*** Source text

# What are good pressies to take home for family and friends?



## alli (Mar 6, 2008)

Things that are easily packed in a suitcase, preferably.

ideas please!!


----------



## flossie (Jun 9, 2008)

alli said:


> Things that are easily packed in a suitcase, preferably.
> 
> ideas please!!


The women are easy. (Well, the ones I know)

I bought my sister one of those incense burners at the little stall at Ibn Battuta. Her friend loved it, so I had to buy another one. They love a certain incense (the stuff that looks like bark) that they can't get in Oz, so now I'm stocking up on that. Beginning to wish I hadn't bought the things, now.

Pashminas are good. Nice and easy and light to carry. Hard Rock T-shirts for my nieces and nephews were a hit. I find it so hard to think of things for the men. Hubby just picked them up something from the duty free in Perth.


----------



## bubble_boy (May 28, 2008)

+1 on the Pashminas. I got a pen for my dad, and a knife for my grandad. They all seem to have enjoyed it.


----------



## Elphaba (Jan 24, 2008)

Foodstuffs - chocolate covered dates (nice boxes in Dubai Duty Free), date mahmoul, arabic coffee, bargain price nuts in Duty Free too, tub of zatar, saffron, date syrup.

Children - tshirts from Susan Walcott or the Camel Company. Toy camels, camle & palm tree chocolates (Duty Free again)

General - Pasminas, as mentioned before, keyrings with name in Arabic, mosque clocks (should be no more than Dhs 15 & usually entertains), photographs/pictures in frames.


If you only have a standard luggage allowance, you may find it easier to get most of your gifts from Duty Free, as there is quite a bit of choice, especially for first time gifts.

-


----------



## flossie (Jun 9, 2008)

You can also get necklaces made with their name in Arabic. I'm planning to do that for my niece for Christmas because she actually has an Arabic name. (Coincidentally, not a drop of Arabic blood in our family.)


----------



## Elphaba (Jan 24, 2008)

flossie said:


> You can also get necklaces made with their name in Arabic. I'm planning to do that for my niece for Christmas because she actually has an Arabic name. (Coincidentally, not a drop of Arabic blood in our family.)


Ah, I'd forgotten them. You can get them done in gold or silver for any name. One of the most popular palces, as the service is decent and the prices reasonable, is Cara in the Gold & Diamond Park. Best to order them several weeks ahead though as they are likely to get a lot of orders. 

-


----------



## flossie (Jun 9, 2008)

Elphaba said:


> Ah, I'd forgotten them. You can get them done in gold or silver for any name. One of the most popular palces, as the service is decent and the prices reasonable, is Cara in the Gold & Diamond Park. Best to order them several weeks ahead though as they are likely to get a lot of orders.
> 
> -


Yes. Sitting here on my butt drinking coffee isn't going to get it done, is it?? Thanks for the tip. Will go there then. (Eventually)

Alli, my Dad took dates home. We were a bit worried about him getting them through customs, but they were fine.


----------



## Maz25 (Jul 6, 2008)

******
*** Data shown

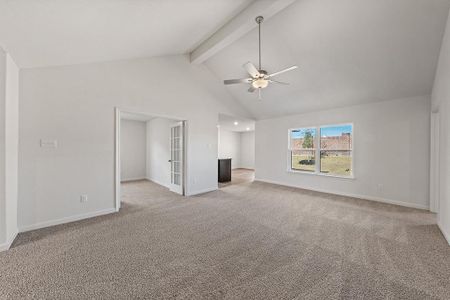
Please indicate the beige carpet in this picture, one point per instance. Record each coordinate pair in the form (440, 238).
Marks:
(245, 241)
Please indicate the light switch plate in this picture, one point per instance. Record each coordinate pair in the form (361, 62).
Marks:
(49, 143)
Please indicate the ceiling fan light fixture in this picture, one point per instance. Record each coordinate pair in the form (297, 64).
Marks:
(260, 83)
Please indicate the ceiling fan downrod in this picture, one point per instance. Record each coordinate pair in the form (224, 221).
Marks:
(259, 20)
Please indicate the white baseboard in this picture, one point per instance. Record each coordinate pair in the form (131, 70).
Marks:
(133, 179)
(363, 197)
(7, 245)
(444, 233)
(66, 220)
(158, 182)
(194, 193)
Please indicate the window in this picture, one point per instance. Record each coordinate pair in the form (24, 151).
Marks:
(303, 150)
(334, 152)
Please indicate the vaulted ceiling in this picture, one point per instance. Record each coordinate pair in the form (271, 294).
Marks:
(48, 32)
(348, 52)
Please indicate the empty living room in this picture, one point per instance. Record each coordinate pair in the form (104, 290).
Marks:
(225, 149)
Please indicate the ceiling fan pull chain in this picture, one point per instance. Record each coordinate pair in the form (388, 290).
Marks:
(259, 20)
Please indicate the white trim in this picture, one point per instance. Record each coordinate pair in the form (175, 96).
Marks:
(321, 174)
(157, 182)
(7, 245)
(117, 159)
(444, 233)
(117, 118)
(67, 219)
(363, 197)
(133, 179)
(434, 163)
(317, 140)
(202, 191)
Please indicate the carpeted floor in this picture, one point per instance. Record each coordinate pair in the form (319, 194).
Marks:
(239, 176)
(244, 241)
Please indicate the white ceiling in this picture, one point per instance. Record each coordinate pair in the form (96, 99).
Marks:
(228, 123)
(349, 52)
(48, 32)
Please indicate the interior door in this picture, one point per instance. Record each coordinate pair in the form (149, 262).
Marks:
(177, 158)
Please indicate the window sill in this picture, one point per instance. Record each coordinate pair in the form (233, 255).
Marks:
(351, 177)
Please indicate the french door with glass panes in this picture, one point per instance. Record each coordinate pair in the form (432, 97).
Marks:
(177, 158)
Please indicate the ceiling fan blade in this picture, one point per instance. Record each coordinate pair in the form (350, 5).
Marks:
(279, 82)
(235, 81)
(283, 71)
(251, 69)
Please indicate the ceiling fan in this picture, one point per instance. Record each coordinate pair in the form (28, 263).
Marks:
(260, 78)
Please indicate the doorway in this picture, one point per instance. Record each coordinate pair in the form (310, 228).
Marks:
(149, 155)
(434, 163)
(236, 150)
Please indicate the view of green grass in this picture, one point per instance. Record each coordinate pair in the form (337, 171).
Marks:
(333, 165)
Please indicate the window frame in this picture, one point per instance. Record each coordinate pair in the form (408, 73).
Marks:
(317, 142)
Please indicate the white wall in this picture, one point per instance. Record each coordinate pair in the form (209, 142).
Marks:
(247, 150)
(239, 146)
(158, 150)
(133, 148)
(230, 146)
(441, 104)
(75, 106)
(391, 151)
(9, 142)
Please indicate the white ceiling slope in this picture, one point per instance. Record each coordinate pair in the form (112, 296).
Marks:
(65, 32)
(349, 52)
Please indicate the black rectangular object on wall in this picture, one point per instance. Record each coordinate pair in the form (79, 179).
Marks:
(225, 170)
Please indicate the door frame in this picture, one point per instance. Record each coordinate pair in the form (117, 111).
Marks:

******

* Written instruction A
Quote the passage from the gift thread that opens with the words containing "General - Pasminas, as" and closes with "photographs/pictures in frames.".
* Written instruction B
In the gift thread, where is Cara, the place recommended for ordering name necklaces in Arabic?

* Complete answer A
General - Pasminas, as mentioned before, keyrings with name in Arabic, mosque clocks (should be no more than Dhs 15 & usually entertains), photographs/pictures in frames.

* Complete answer B
In the Gold & Diamond Park.